■ **What needs to be done**
Please return each entry exactly as it appears, but not the pictures.

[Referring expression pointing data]
________________________________________

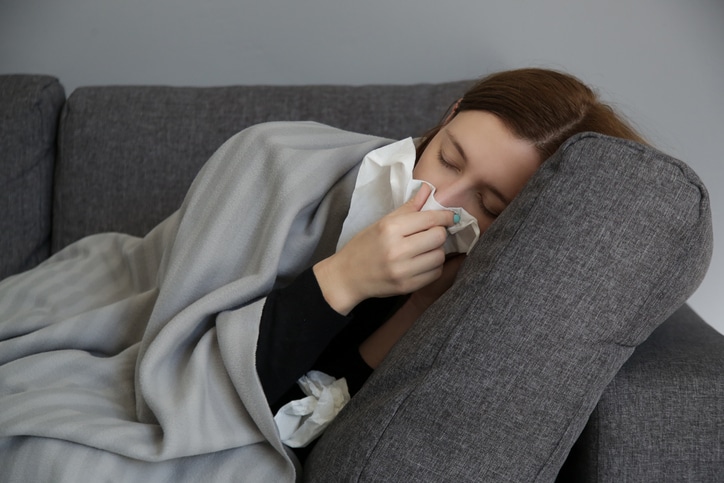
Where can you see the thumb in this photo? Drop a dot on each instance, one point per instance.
(418, 199)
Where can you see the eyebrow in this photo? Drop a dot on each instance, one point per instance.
(461, 151)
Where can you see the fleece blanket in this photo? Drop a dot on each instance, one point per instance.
(133, 359)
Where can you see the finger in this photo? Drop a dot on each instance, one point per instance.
(411, 223)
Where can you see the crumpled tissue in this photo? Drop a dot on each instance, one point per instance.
(384, 183)
(302, 421)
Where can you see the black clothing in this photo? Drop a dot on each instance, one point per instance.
(299, 331)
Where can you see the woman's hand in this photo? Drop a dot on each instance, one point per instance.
(399, 254)
(380, 342)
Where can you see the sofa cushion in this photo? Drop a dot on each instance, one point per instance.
(661, 418)
(128, 154)
(29, 110)
(498, 378)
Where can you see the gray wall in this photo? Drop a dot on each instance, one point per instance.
(659, 61)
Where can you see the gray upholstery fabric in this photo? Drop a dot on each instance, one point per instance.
(662, 418)
(128, 154)
(30, 106)
(497, 380)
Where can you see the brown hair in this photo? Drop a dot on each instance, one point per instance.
(542, 106)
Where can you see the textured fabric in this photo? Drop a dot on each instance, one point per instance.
(132, 359)
(128, 154)
(662, 418)
(497, 379)
(29, 110)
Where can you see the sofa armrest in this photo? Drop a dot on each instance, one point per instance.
(29, 109)
(661, 418)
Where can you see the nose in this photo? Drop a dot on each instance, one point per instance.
(450, 195)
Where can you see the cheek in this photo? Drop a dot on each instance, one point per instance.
(422, 170)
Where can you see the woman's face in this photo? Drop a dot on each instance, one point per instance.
(477, 163)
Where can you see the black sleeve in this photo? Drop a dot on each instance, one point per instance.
(296, 326)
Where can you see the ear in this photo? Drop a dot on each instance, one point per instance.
(452, 111)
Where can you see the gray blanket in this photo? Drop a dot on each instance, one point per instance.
(133, 359)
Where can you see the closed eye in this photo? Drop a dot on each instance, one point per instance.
(485, 209)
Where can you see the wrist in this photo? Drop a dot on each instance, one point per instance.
(338, 293)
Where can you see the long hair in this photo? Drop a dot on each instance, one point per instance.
(544, 107)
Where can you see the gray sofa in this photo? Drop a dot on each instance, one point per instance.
(116, 158)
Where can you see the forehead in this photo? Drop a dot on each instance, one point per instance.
(491, 151)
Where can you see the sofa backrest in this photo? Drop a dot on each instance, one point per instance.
(29, 109)
(127, 155)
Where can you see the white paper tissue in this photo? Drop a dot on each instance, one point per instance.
(302, 421)
(384, 183)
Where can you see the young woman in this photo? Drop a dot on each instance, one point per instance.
(376, 286)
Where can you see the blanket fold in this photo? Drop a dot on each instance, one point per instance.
(134, 358)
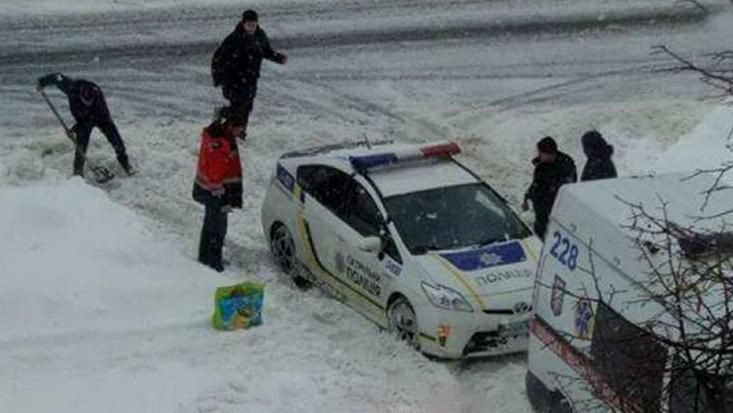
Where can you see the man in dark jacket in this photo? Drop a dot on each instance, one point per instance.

________________________________________

■ **Task answer**
Where can you see the thumb in this photo? Drop a dot on each instance, one point per instance.
(418, 199)
Where can you see the eyebrow in this photo? Drop a dot on each instance, one point per instance.
(461, 151)
Where can you see the fleece blanket in this photo? Drop a dot on each instance, one point per instance.
(133, 359)
Where can you see the finger in this photo? Drop a dot on each instance, one point per instance.
(411, 223)
Where can you see the crumpled tissue in this photo? Drop a dot on each instance, one point per instance.
(384, 183)
(302, 421)
Where can you see the black clothing in this photo? Drop a dot on each instance, one point per instance.
(299, 331)
Where can you see the woman's hand in this photo? Drop a dot on each instance, one point per instance.
(399, 254)
(380, 342)
Where can you see the sofa cushion in this photo? Drop a dot on each instance, one point per instance.
(661, 418)
(128, 154)
(29, 110)
(498, 378)
Where can you see the gray wall in this photo? Drop a dot on each instance, one point per instance.
(659, 61)
Where can you see the gray upholstery fabric in this photo? Drop a dot on each instance, one point per instance.
(662, 418)
(128, 154)
(30, 106)
(497, 380)
Where can you see the brown hair in this photo? Drop a dot on each instance, one point per instance.
(542, 106)
Where can you see the textured fabric in this photo? Drop a dot on each instance, one point per instance.
(132, 359)
(128, 154)
(662, 418)
(497, 379)
(29, 110)
Where can you see the sofa armrest in this photo? Drop a dot on each instance, one point per instance.
(29, 109)
(661, 418)
Where can you see the nose in this photo? Drop a dot on each instance, one point per instance.
(450, 195)
Where can you see the cheek in this photo? Drop a dot on each instance, one point per instance.
(422, 170)
Where can you see the woman's face in this photo? Drop a dot on each instance, one point per instance.
(477, 163)
Where can you see the black sleeve in this photo? Drop a dot on each instance, one point per instance.
(296, 326)
Where can you see the ear in this photo? Drop a dot on each instance, one point per instance.
(452, 111)
Where can you see the gray blanket in this photo? Drop a dot on each instance, one point per instance.
(133, 359)
Where can you see the closed eye in this photo? Drop a dot on each instance, one point per instance.
(485, 209)
Where can you see the wrist in this photo? Drop a dot on each instance, one point per instance.
(338, 293)
Where can you see the long hair in this photo? Drop a dot on each instance, one point per instance.
(544, 107)
Where can you see the gray sofa in this photo? Drop a dot on each instance, one point per instance.
(116, 158)
Where can you see the forehead in this photo? Drop a dot on each instance, one point per instance.
(491, 151)
Where can you see the sofa backrest in this photo? Drop a dot on each instance, one point per instance.
(29, 109)
(127, 155)
Where can you see the white paper tissue in this photo? Drop a dot on each instance, one point per instance.
(302, 421)
(384, 183)
Where can you see the young woman in this photo? Drop a dot on each instance, one point per instance.
(376, 286)
Where can you see the blanket fold in this photo? Drop a dot on each instance, one point per instance.
(134, 358)
Where can you see the man in dark jacket in this photo? Drop a dot on each instance, one point per instance.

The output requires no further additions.